Mit dieser Befürchtung ist Präsident Selenskyj keinesfalls allein: Die scheidende deutsche Bunde­sregierung spricht sich offen für eine Reform dieses Gremiums aus, im wissen­schaftlichen Diskurs werden Möglich­keiten einer Reform schon lange diskutiert und auch auf diesem Blog wurde die Not­wendigkeit einer Reform bereits betont. Dabei machen die Autorinnen und Autoren keinesfalls beim Sicherheitsrat Halt. Vielmehr soll die ganze Organisation der UN reformiert werden, wofür sich auch General­sekretär António Guterres ausspricht.

Eine Reform des Vertrags­werks, allen voran der UN-Charta, würde aber am Vertrauens­verlust nichts ändern, dem sich die UN gegenübersehen. Denn: Vorschriften, die zu verbindlicheren Entscheidungen führen würden, existieren bereits, sie werden nicht angewendet.

Art. 27 III 2. Hs – Das Gebot der zwin­genden Stim­men­thaltung

Die ganze UN-Charta ist vom Vetorecht bestimmt? Die ganze Charta? Nein, die kleine Vorschrift Art. 27 Abs. 3 hört nicht auf, dem Vetorecht Widerstand zu leisten. Denn diese Norm gebietet es den Sicherheitsratsmitgliedern, sich bei einer Entscheidung zu enthalten, wenn sie selbst Streitpartei sind. In solchen Konstellationen dürfen die Sicher­heitsrats­mitglieder also das Vetorecht nicht anwenden, sondern müssen sich enthalten!

Nicht unter­bleiben darf an dieser Stelle aber natürlich der Hinweis, dass sich Art. 27 Abs. 3 ausdrücklich nur auf Beschlüsse des Sicher­heitsrates unter Kapitel VI oder unter Art. 52 Abs. 3 bezieht. Das bedeutet im Umkehrschluss, dass bei Beschlüssen, die Gewalt legitimieren, ein Veto eingelegt werden darf, auch wenn der Veto-Staat selbst Streitpartei ist. Das relativiert den Gehalt der Vorschrift natürlich. Verfehlt wäre es aber ebenfalls, Art. 27 Abs. 3 überhaupt keine Bedeutung beizumessen: Auch die Maß­nahmen unter Kapitel VI der Charta sind geeignet, Konflikt­situationen präventiv anzugehen und den Weltfrieden zu bewahren. Nicht immer wird diese Norm aber angewandt und jedenfalls erhält sie nicht die öffentliche Aufmerksamkeit, die sie benötigt. Die Diskussion um die Reform des Vetorechts lässt außer Acht, dass unter Kapitel VI kein Veto möglich ist, sofern diese Veto-Macht selbst betroffen ist. Eine stärkere Betonung dieser Norm vermag möglicherweise, das Vertrauen in die Frie­dens­siche­rungs­kapa­zitäten der UN zu stärken.

Aufgabe:
Was verlangt Art. 27 Abs. 3 laut dem Lesetext über den UN-Sicherheitsrat von Sicherheitsratsmitgliedern, die selbst Streitpartei sind?

Bereitgestelltes Material:
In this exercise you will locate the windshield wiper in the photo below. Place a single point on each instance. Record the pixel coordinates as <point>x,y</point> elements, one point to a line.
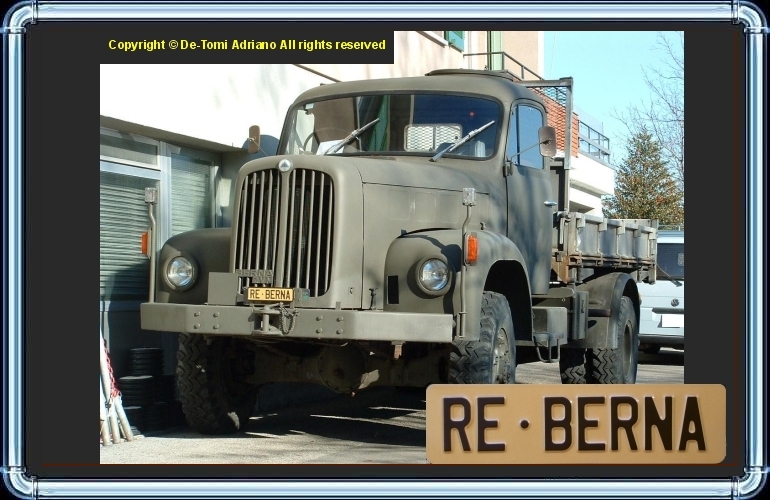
<point>354,134</point>
<point>471,135</point>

Antwort:
Sie müssen sich bei der Entscheidung enthalten und dürfen ihr Vetorecht nicht anwenden.